## Work request A
According to the HTLV-1 article, which journal published the study online the week of February 5, 2007?
## Work request B
Pick up the article on HTLV-1 and the hA3G enzyme after its final sentence and carry it further.

## Reading text
National Cancer Institute (NCI) scientists have discovered how human T-cell leukemia virus type 1 (HTLV-1), which infects about 20 million people worldwide, evades being held in check by one of the body's natural defense mechanisms. An active infection with HTLV-1 leads to T-cell leukemia in up to five percent of all cases worldwide. NCI is part of the National Institutes of Health.
The study, appearing online the week of February 5, 2007 in the Proceedings of the National Academy of Sciences (PNAS), details how an enzyme, called either APOBEC3G or hA3G, is prevented from being packaged into virus particles and thus can not perform its normal function of inhibition of viral replication. When a virus infects a cell, it replicates its genetic material and packages it into new virus particles. Preventing the packaging of hA3G may contribute to the persistence, dissemination, and the potentially lethal nature of the virus.
The researchers, led by David Derse, Ph.D., in the HIV Drug Resistance Program at NCI's Center for Cancer Research in Frederick, Md., found that by mutating certain amino acids in the virus capsid, or core protein, increased levels of hA3G were incorporated into virus particles. This, in turn, strengthened the ability of hA3G to inactivate the virus. Non-mutated virus particles maintained their resistance to hA3G.
"This finding should aid researchers in their basic understanding of the mechanisms of circumventing viral longevity, and possibly assist in preventing some types of cancer," said NCI Director John E. Niederhuber, M.D.

## Data
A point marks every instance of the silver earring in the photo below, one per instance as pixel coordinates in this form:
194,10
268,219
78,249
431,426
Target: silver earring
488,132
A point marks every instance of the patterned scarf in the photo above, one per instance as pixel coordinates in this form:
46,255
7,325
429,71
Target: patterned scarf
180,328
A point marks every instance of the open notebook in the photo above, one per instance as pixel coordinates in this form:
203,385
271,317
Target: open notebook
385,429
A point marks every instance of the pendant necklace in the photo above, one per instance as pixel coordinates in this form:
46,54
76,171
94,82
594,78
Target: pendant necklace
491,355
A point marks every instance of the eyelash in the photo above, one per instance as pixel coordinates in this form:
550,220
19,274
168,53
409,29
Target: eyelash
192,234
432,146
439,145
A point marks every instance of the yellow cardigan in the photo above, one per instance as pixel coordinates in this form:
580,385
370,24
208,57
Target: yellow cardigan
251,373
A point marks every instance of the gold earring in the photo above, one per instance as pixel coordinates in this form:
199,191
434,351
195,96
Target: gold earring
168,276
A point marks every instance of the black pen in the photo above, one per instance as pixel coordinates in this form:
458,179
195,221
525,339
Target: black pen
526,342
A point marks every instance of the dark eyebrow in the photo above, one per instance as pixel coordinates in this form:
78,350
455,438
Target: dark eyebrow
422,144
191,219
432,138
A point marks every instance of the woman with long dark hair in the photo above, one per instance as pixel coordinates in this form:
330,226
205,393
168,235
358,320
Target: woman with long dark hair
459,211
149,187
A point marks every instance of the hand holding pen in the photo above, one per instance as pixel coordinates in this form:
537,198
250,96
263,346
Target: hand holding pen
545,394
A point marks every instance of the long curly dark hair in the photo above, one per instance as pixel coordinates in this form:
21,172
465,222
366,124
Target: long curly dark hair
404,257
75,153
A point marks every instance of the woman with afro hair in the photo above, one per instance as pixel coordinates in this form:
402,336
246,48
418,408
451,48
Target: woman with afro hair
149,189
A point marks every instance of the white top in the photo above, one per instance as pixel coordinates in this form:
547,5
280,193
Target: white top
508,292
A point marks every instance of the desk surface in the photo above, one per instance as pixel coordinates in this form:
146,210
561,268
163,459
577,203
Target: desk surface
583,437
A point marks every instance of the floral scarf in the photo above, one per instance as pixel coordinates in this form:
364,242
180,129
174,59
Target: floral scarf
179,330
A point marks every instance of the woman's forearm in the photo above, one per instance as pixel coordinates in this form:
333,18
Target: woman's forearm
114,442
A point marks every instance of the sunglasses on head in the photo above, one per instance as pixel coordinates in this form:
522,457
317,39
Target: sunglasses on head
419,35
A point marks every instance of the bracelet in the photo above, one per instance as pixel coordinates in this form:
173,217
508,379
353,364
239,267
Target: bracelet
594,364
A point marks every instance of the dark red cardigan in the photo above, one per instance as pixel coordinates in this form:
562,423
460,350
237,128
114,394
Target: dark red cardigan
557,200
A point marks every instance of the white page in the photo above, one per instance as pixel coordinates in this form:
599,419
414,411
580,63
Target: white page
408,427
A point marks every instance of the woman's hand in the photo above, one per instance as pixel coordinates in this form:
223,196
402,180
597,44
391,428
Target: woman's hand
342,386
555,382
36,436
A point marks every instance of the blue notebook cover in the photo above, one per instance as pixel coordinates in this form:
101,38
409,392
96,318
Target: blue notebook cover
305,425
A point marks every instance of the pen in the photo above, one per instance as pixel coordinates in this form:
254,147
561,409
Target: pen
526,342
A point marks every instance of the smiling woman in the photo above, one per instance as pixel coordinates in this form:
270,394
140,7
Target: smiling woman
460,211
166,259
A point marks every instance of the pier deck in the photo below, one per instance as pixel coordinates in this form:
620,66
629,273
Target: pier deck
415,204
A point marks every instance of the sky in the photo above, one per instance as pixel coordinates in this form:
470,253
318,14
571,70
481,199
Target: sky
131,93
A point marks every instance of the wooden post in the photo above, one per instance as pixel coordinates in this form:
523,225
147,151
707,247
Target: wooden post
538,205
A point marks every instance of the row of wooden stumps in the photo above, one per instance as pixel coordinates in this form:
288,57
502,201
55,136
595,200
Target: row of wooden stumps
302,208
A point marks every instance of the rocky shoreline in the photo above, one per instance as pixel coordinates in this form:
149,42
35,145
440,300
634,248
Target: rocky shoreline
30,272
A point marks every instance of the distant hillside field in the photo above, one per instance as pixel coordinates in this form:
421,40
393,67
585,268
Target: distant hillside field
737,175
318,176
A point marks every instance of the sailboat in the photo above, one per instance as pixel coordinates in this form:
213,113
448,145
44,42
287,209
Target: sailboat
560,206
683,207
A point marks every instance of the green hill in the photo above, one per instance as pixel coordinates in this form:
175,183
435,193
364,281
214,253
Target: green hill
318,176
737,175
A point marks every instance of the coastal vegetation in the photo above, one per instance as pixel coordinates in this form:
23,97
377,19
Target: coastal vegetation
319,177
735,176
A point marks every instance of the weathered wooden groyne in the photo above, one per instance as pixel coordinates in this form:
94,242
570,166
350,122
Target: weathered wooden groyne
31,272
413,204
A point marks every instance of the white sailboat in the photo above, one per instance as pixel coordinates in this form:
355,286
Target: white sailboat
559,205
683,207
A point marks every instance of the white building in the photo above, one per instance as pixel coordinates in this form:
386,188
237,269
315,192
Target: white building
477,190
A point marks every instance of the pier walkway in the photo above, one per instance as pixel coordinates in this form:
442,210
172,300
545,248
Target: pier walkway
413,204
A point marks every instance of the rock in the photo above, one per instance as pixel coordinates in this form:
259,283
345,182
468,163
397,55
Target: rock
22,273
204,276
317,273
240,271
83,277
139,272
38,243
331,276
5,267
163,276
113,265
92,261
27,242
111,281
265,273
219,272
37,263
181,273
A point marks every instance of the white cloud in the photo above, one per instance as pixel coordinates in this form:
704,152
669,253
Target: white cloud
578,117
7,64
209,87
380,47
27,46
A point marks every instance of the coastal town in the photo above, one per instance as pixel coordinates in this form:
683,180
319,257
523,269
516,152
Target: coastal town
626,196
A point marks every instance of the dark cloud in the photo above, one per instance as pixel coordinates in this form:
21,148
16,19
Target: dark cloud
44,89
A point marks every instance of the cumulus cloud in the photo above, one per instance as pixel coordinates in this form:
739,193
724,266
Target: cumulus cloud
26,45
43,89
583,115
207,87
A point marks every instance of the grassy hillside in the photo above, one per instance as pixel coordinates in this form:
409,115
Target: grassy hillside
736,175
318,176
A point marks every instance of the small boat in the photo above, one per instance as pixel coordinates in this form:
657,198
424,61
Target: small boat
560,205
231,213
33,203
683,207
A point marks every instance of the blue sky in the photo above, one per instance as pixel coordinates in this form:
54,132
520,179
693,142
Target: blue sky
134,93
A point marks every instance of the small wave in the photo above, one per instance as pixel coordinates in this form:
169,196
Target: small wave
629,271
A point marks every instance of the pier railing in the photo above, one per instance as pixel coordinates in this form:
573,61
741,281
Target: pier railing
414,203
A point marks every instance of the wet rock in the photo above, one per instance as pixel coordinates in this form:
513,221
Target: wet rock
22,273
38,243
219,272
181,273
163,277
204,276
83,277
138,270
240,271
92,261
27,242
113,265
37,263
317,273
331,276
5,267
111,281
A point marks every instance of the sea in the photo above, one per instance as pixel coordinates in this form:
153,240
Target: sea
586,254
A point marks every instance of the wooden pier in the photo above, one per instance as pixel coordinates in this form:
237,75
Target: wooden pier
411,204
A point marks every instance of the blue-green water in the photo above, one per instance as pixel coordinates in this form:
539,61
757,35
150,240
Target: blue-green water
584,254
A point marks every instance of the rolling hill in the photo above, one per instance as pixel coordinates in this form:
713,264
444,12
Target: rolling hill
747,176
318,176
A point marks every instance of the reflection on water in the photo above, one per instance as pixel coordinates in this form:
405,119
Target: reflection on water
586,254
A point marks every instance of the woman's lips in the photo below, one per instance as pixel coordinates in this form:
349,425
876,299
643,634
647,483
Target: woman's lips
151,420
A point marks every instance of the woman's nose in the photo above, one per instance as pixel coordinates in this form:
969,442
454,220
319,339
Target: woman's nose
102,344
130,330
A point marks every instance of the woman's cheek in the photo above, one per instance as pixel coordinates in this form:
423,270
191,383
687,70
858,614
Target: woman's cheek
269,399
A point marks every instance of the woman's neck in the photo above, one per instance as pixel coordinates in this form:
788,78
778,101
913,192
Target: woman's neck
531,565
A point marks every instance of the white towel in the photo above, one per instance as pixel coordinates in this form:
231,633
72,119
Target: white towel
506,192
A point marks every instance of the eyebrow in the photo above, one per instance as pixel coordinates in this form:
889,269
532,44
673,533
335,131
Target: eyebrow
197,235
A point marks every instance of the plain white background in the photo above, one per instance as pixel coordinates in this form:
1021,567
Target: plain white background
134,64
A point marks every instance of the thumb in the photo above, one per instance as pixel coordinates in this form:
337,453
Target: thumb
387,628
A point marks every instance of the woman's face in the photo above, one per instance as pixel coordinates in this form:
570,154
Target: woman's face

## Written reply A
The Proceedings of the National Academy of Sciences (PNAS)

## Written reply B
A number of human and nonhuman viruses that cause cancer or AIDS are susceptible to hA3G-mediated destruction. However, some viruses appear to have adapted ways to avoid this intrinsic cellular defense mechanism. Both HTLV-1 and the AIDS virus, HIV-1, are known to infect T lymphocyte white blood cells; these cells develop in the thymus and orchestrate the immune system's response to infected or malignant cells. But each virus has developed a different method for thwarting the antiviral effects of hA3G. In HTLV-1, if hA3G becomes incorporated into viral particles, this can start a process that will degrade and deactivate the virus itself.
"Our ultimate goal is to try to find a way to block the virus from being active in the body," said Derse, "but, before we can do that, we must have a better understanding of how the virus evades the natural defenses in the cell that should be fighting off infection."
An active infection with HTLV-1 usually occurs decades after the initial infection. As a result, most therapies focus on the cancer rather than the virus. By enhancing the cell's intrinsic defense mechanisms or by interfering with viral resistance to those defenses early in infection, it may be possible to decrease the incidence of HTLV-1-associated leukemia. Similar strategies for combating HIV-1 are also being studied.
One outstanding question in the field continues to be about how hA3G gets packaged into the virus particle. Derse says "the next step will be to look at other viruses in relation to HTLV-1 and examine the mechanisms for evading the body's natural defenses."